- _Data for the task_
::::

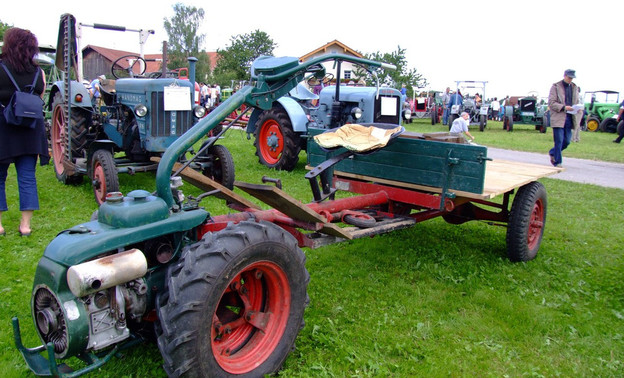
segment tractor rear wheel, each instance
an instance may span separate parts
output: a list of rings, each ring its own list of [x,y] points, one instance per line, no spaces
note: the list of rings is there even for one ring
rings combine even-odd
[[[202,174],[228,189],[234,189],[234,159],[227,147],[214,144],[202,154],[209,157],[212,163],[209,168],[202,169]]]
[[[513,116],[505,117],[505,121],[503,121],[503,128],[507,131],[513,131]]]
[[[435,125],[436,123],[438,123],[438,107],[434,105],[431,108],[431,124]]]
[[[448,128],[449,128],[449,130],[451,129],[451,127],[453,126],[453,122],[454,122],[457,118],[459,118],[459,116],[458,116],[457,114],[451,114],[451,115],[449,116],[449,120],[448,120]]]
[[[71,135],[68,136],[64,109],[63,94],[57,92],[52,100],[52,124],[50,126],[54,173],[57,180],[63,184],[75,185],[82,182],[82,175],[68,172],[65,162],[75,164],[76,157],[83,157],[84,155],[87,145],[88,114],[83,109],[73,109],[71,114]],[[71,138],[71,161],[69,161],[70,154],[68,151],[69,138]]]
[[[520,189],[511,205],[507,225],[507,256],[529,261],[537,256],[546,225],[546,188],[533,181]]]
[[[288,114],[278,108],[265,110],[256,125],[254,145],[260,163],[277,170],[295,169],[301,138],[293,131]]]
[[[598,131],[600,128],[600,120],[597,117],[587,118],[587,131]]]
[[[487,116],[485,115],[479,116],[479,131],[485,130],[486,122],[487,122]]]
[[[600,122],[600,131],[603,133],[615,133],[617,131],[617,120],[615,118],[605,118]]]
[[[119,191],[119,177],[115,159],[109,150],[97,150],[91,158],[91,186],[98,205],[106,201],[106,194]]]
[[[297,241],[272,223],[207,233],[169,267],[157,298],[166,373],[275,373],[303,327],[309,280]]]

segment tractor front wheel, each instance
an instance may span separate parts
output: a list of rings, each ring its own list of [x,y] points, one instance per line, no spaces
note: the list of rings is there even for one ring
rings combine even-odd
[[[303,327],[309,280],[297,241],[274,224],[241,222],[207,233],[169,267],[157,298],[166,373],[275,373]]]
[[[234,189],[234,159],[227,147],[215,144],[206,151],[203,157],[209,158],[210,164],[202,169],[202,174],[228,189]]]
[[[537,256],[546,225],[546,188],[533,181],[518,189],[507,225],[507,256],[529,261]]]
[[[479,131],[485,131],[486,123],[487,123],[487,116],[486,115],[479,116]]]
[[[119,191],[115,159],[108,150],[97,150],[91,158],[91,186],[98,205],[106,201],[106,194]]]
[[[273,108],[264,111],[256,123],[256,155],[260,163],[277,170],[292,171],[299,161],[301,141],[293,131],[288,114]]]
[[[458,116],[457,114],[451,114],[451,115],[449,116],[449,119],[448,119],[448,128],[449,128],[449,130],[451,129],[451,127],[453,126],[453,122],[454,122],[457,118],[459,118],[459,116]]]
[[[589,117],[587,119],[587,131],[598,131],[600,128],[600,120],[596,117]]]
[[[600,131],[603,133],[615,133],[617,131],[617,120],[615,118],[605,118],[600,122]]]

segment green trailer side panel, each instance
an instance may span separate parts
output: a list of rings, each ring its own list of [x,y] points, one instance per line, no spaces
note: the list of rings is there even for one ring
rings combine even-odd
[[[310,136],[322,129],[309,129]],[[327,151],[308,139],[308,164],[317,166],[346,151]],[[335,166],[342,172],[480,194],[485,180],[487,148],[470,144],[398,137],[369,154],[356,154]]]

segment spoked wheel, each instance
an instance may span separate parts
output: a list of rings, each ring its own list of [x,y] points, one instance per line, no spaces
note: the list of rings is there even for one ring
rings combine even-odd
[[[263,376],[303,326],[309,274],[293,236],[268,222],[208,233],[169,268],[157,300],[169,376]]]
[[[507,256],[529,261],[537,256],[546,224],[546,188],[534,181],[518,189],[507,225]]]
[[[485,130],[486,122],[487,122],[487,116],[485,115],[479,116],[479,131]]]
[[[264,111],[257,125],[254,145],[260,163],[277,170],[295,169],[301,142],[293,131],[288,114],[277,108]]]
[[[451,115],[449,116],[449,119],[448,119],[448,128],[449,128],[449,130],[451,129],[451,127],[453,126],[453,122],[454,122],[457,118],[459,118],[459,116],[458,116],[457,114],[451,114]]]
[[[52,100],[52,124],[50,125],[50,142],[52,146],[52,159],[54,161],[54,173],[57,180],[63,184],[79,184],[82,182],[82,175],[70,174],[64,162],[69,159],[69,136],[67,134],[67,122],[63,104],[63,95],[57,92]],[[73,157],[82,156],[82,151],[86,144],[86,117],[82,111],[72,112],[71,137]]]
[[[228,189],[233,189],[234,159],[227,147],[220,144],[212,145],[202,156],[208,159],[207,164],[202,168],[202,174]]]
[[[91,158],[91,185],[98,205],[106,201],[106,194],[119,191],[115,159],[108,150],[97,150]]]
[[[603,133],[615,133],[617,132],[618,122],[615,118],[605,118],[600,122],[600,131]]]

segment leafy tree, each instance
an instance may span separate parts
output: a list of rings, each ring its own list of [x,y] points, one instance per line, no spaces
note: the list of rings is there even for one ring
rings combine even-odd
[[[239,34],[230,39],[225,49],[217,49],[219,60],[214,69],[214,80],[221,86],[229,86],[231,80],[249,80],[251,63],[262,55],[273,55],[277,44],[260,30]]]
[[[386,84],[390,87],[400,89],[401,85],[405,84],[407,87],[408,97],[412,94],[412,87],[423,88],[427,85],[427,79],[418,73],[416,68],[409,69],[407,67],[405,49],[402,49],[401,46],[397,46],[397,50],[390,53],[381,53],[378,51],[371,54],[364,54],[364,56],[366,59],[394,64],[396,66],[396,70],[378,68],[375,71],[377,72],[380,85]],[[376,84],[374,77],[359,67],[355,69],[355,74],[358,77],[364,78],[366,85]]]
[[[4,22],[0,21],[0,41],[4,41],[4,32],[12,27],[12,25],[5,24]]]
[[[168,68],[188,67],[188,58],[193,56],[198,59],[197,80],[206,80],[210,74],[210,58],[206,51],[201,49],[206,35],[198,33],[204,21],[204,10],[177,3],[173,5],[173,11],[173,17],[164,19],[165,31],[169,36]]]

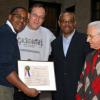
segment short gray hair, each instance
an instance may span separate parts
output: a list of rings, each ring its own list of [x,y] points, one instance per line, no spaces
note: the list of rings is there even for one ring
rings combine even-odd
[[[95,27],[97,32],[100,32],[100,21],[93,21],[88,24],[88,27]]]

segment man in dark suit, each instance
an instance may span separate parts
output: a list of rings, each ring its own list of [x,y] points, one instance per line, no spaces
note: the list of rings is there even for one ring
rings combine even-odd
[[[61,36],[52,43],[50,59],[54,61],[57,91],[53,100],[75,100],[77,82],[90,48],[86,35],[76,28],[75,13],[65,10],[59,17]]]
[[[35,89],[29,89],[17,75],[17,61],[20,58],[16,34],[27,23],[27,10],[14,8],[7,22],[0,27],[0,100],[13,100],[14,86],[28,96],[37,96]]]

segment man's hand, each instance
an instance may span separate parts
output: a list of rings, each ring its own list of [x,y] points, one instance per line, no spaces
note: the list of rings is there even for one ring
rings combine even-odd
[[[39,91],[37,91],[36,89],[26,88],[23,92],[30,97],[36,97],[37,95],[39,95]]]
[[[19,90],[24,92],[27,96],[35,97],[37,96],[40,92],[37,91],[36,89],[30,89],[28,88],[18,77],[17,73],[15,71],[11,72],[6,79],[8,82],[16,86]]]

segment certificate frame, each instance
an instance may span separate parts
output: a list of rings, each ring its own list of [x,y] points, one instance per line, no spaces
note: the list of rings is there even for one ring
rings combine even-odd
[[[53,62],[19,60],[18,75],[29,88],[39,91],[56,91]]]

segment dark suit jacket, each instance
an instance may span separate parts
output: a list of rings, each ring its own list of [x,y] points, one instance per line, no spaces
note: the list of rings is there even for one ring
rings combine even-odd
[[[19,49],[16,34],[11,28],[4,24],[0,27],[0,85],[12,87],[6,77],[14,70],[17,70]]]
[[[63,52],[62,36],[52,43],[50,60],[54,61],[57,91],[53,100],[75,100],[77,82],[84,66],[86,54],[91,51],[86,36],[78,31],[72,37],[66,57]]]

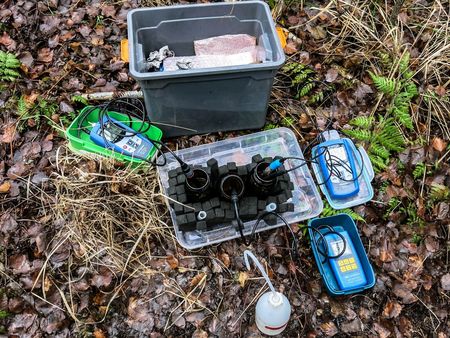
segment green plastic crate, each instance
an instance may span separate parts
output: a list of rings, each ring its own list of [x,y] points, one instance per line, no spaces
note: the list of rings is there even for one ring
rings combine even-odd
[[[89,136],[89,133],[80,131],[79,128],[87,127],[88,130],[92,127],[93,124],[97,123],[99,120],[99,112],[100,109],[94,109],[92,110],[89,115],[86,116],[84,121],[82,122],[82,125],[79,126],[80,120],[83,118],[84,112],[86,109],[90,109],[90,106],[86,106],[81,110],[78,117],[73,120],[73,122],[70,124],[69,128],[66,130],[66,137],[69,140],[69,149],[71,149],[75,153],[83,154],[83,153],[93,153],[97,154],[106,158],[114,158],[115,160],[118,160],[120,162],[128,162],[131,163],[133,166],[140,165],[140,164],[147,164],[146,161],[133,158],[131,156],[124,155],[122,153],[103,148],[94,142],[91,141],[91,138]],[[129,122],[129,117],[123,114],[119,114],[117,112],[108,112],[108,115],[112,117],[113,119],[116,119],[120,122]],[[133,129],[139,129],[143,125],[142,129],[148,128],[149,123],[148,122],[142,122],[137,119],[132,119],[133,121]],[[147,136],[150,140],[160,141],[162,137],[162,131],[161,129],[155,127],[154,125],[151,125],[151,127],[147,130],[147,132],[142,133],[143,135]],[[153,147],[153,149],[150,151],[150,154],[147,158],[147,160],[153,160],[157,154],[156,147]]]

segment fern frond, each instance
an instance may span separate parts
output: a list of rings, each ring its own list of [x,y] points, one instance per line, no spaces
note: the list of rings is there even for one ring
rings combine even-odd
[[[314,82],[305,83],[302,89],[300,89],[300,91],[298,92],[298,97],[308,95],[308,93],[314,88],[314,86],[315,86]]]
[[[397,120],[406,128],[409,130],[413,130],[413,121],[411,119],[411,116],[409,115],[408,111],[405,111],[404,109],[396,109],[393,110],[394,116],[397,118]]]
[[[380,156],[369,153],[369,158],[376,172],[380,172],[387,168],[387,160],[381,158]]]
[[[372,139],[372,132],[365,129],[349,129],[342,130],[342,132],[349,137],[358,141],[370,141]]]
[[[373,116],[358,116],[350,120],[350,125],[360,128],[369,129],[373,126],[375,119]]]
[[[351,218],[353,218],[353,220],[355,220],[355,221],[360,221],[360,222],[366,223],[366,220],[363,217],[361,217],[359,214],[354,212],[352,209],[335,210],[335,209],[331,208],[328,205],[328,203],[324,204],[324,207],[322,210],[323,216],[328,217],[328,216],[334,216],[334,215],[338,215],[338,214],[347,214]]]
[[[369,152],[385,160],[389,159],[389,156],[391,155],[389,150],[387,150],[384,146],[376,142],[372,142],[370,144]]]
[[[27,118],[29,112],[29,107],[27,102],[25,101],[25,98],[21,96],[19,100],[17,101],[17,114],[20,116],[20,118]]]
[[[417,163],[412,175],[415,179],[422,178],[427,170],[427,165],[423,162]]]
[[[409,52],[405,52],[405,54],[403,54],[403,57],[400,59],[400,74],[405,73],[409,69],[409,58]]]
[[[450,188],[442,184],[432,183],[430,199],[434,202],[450,200]]]
[[[381,132],[375,135],[374,141],[378,141],[390,151],[400,152],[404,149],[405,140],[392,118],[383,120],[380,124],[380,130]]]
[[[384,76],[378,76],[371,71],[369,71],[369,75],[372,78],[373,83],[377,89],[389,96],[394,96],[395,91],[398,87],[397,81],[395,79],[389,79]]]
[[[72,102],[81,103],[87,106],[89,104],[88,100],[81,95],[72,96]]]
[[[417,90],[417,86],[412,81],[408,81],[404,88],[405,88],[405,93],[407,93],[407,95],[410,99],[412,99],[414,96],[417,96],[419,94],[419,91]]]
[[[311,96],[311,98],[309,99],[309,102],[310,103],[319,103],[319,102],[322,102],[323,101],[323,92],[322,91],[320,91],[320,92],[317,92],[317,93],[315,93],[314,95],[312,95]]]

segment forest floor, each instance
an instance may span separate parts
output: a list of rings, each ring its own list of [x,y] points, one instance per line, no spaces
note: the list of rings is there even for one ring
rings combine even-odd
[[[0,336],[261,336],[254,305],[267,286],[243,264],[248,247],[183,249],[155,170],[76,156],[62,137],[80,94],[139,89],[120,58],[126,15],[164,4],[0,4]],[[449,337],[448,2],[269,4],[287,62],[264,129],[291,128],[305,148],[332,127],[363,145],[376,169],[373,200],[347,210],[375,270],[373,289],[327,294],[305,222],[291,226],[298,260],[283,227],[250,245],[291,302],[283,336]]]

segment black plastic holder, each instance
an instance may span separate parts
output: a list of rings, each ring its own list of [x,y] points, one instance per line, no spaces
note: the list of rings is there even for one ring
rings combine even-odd
[[[293,212],[294,204],[287,203],[294,189],[289,174],[269,181],[261,178],[261,170],[273,160],[255,155],[247,165],[229,162],[218,166],[217,160],[212,158],[206,167],[193,168],[196,179],[186,179],[181,168],[170,170],[167,192],[180,230],[210,230],[219,224],[232,223],[235,219],[230,202],[233,190],[239,197],[239,215],[244,222],[255,220],[270,203],[277,205],[276,211],[280,214]],[[284,167],[278,171],[284,171]],[[269,225],[277,222],[274,215],[264,220]]]

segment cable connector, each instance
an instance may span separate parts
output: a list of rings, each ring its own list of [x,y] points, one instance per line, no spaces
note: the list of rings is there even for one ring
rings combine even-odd
[[[181,161],[180,167],[186,178],[191,178],[192,176],[194,176],[194,171],[192,170],[192,167],[186,162]]]
[[[279,167],[281,167],[282,165],[283,165],[283,162],[284,162],[284,159],[277,159],[277,160],[275,160],[275,161],[272,161],[270,164],[269,164],[269,166],[266,168],[266,169],[264,169],[264,171],[263,171],[263,175],[264,176],[267,176],[267,175],[269,175],[272,171],[275,171],[275,170],[277,170]]]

::::

- _Aim of the exercise_
In the lines above, find the word "green" and copy each line that contains it.

- _Written answer_
segment green trailer side panel, each instance
segment green plastic crate, each instance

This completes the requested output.